Exercise prompt: Each line from the one that has "Objective — for every instance of the license" through the end of the entries below must be written out exactly; leave out all other lines.

Items listed in a dataset:
Start of Block

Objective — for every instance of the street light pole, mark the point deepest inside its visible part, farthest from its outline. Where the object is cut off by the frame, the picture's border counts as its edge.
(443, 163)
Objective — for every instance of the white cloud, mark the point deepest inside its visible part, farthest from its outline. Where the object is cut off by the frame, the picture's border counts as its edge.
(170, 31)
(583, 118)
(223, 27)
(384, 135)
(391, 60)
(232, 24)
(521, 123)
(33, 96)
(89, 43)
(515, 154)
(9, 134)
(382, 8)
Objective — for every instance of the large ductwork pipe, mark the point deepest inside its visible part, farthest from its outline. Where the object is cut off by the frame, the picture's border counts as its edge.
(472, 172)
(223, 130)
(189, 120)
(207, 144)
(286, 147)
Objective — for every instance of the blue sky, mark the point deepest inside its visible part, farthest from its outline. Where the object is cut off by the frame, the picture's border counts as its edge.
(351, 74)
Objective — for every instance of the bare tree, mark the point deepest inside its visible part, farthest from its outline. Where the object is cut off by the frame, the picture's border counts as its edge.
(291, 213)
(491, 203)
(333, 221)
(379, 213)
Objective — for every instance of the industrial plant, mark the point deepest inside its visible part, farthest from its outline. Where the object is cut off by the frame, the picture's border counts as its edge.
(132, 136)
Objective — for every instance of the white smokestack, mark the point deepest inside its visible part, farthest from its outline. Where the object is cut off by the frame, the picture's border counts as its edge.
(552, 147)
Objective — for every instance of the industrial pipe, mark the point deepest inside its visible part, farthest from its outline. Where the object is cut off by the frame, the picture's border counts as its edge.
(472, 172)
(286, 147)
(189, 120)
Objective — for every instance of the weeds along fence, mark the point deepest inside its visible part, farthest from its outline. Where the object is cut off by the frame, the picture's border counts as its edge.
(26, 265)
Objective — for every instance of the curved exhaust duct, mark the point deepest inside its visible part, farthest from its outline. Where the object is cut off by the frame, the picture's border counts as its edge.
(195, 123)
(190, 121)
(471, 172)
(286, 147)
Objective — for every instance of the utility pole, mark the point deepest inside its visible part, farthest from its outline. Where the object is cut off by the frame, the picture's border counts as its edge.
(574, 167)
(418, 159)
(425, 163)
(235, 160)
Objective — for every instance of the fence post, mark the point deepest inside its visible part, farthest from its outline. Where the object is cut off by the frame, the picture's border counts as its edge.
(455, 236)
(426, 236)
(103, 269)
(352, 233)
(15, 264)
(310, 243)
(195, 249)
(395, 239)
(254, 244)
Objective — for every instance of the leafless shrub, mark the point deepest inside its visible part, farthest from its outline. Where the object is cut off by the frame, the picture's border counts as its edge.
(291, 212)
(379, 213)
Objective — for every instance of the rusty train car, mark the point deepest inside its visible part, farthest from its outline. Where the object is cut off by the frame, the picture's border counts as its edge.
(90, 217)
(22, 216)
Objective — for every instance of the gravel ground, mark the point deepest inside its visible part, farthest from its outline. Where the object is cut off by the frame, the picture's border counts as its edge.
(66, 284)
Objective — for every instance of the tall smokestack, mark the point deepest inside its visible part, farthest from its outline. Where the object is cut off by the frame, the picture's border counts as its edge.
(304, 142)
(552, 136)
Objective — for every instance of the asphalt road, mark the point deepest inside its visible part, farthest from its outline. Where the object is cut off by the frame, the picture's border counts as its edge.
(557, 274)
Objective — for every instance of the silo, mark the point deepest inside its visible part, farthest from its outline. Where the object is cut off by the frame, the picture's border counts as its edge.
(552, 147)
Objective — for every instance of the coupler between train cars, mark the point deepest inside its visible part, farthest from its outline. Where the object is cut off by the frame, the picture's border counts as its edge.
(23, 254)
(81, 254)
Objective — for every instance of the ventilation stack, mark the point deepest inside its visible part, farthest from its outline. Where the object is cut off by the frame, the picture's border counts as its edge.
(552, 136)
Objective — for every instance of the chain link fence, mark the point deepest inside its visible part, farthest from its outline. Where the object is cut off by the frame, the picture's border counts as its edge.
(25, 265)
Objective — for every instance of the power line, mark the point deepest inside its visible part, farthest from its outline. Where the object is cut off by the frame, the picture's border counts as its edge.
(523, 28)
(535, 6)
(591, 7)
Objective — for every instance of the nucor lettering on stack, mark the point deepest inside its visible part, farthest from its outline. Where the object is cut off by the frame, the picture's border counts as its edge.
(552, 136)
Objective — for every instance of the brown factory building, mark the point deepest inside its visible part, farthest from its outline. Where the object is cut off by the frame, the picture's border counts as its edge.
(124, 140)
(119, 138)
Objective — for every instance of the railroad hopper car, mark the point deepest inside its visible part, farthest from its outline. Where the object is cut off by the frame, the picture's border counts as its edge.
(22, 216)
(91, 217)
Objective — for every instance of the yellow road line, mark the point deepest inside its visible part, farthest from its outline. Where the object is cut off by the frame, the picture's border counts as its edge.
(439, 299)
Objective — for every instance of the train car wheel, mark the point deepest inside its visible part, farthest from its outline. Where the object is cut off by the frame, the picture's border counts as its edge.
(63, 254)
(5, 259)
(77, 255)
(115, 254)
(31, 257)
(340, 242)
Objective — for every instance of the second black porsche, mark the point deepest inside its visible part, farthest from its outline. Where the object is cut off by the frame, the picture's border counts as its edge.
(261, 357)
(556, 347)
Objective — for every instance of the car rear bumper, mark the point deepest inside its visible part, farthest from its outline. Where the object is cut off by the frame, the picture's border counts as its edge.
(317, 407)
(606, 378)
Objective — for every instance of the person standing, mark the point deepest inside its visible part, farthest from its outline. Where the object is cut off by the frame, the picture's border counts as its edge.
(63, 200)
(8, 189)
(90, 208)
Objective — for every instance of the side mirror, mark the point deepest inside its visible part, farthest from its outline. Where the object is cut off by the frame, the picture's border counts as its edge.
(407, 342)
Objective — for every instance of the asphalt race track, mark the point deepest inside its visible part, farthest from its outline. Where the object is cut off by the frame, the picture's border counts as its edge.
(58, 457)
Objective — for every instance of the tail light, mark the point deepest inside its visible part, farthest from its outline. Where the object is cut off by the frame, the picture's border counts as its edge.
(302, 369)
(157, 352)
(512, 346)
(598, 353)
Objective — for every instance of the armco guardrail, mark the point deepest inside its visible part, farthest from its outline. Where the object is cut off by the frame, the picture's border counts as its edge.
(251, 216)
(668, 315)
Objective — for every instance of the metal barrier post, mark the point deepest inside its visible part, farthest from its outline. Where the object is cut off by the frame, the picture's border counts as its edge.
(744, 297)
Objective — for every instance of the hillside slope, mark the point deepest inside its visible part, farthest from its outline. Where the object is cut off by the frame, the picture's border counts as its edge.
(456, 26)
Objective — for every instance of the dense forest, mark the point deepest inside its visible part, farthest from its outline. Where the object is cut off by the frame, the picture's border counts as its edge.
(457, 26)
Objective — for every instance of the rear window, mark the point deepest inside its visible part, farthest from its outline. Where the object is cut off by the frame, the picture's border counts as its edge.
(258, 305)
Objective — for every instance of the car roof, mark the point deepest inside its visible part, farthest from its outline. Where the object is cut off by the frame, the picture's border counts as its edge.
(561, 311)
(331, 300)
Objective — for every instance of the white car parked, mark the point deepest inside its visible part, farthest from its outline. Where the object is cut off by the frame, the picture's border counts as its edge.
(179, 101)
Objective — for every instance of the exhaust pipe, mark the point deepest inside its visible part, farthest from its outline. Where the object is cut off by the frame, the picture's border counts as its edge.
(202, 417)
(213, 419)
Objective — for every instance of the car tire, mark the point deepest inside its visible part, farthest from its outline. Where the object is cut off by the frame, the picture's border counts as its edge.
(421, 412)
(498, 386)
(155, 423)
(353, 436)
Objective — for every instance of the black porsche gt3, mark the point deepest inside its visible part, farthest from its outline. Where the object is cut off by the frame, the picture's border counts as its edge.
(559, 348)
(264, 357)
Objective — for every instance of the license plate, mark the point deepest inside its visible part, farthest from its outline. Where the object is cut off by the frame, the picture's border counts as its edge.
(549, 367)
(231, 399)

End of Block

Answer for the task:
Objective — for every instance of the license plate, mark the point deepest inside its visible part, farthest from its outline. Where the object is cut off by the frame, the picture's border counts as its edge.
(549, 367)
(231, 399)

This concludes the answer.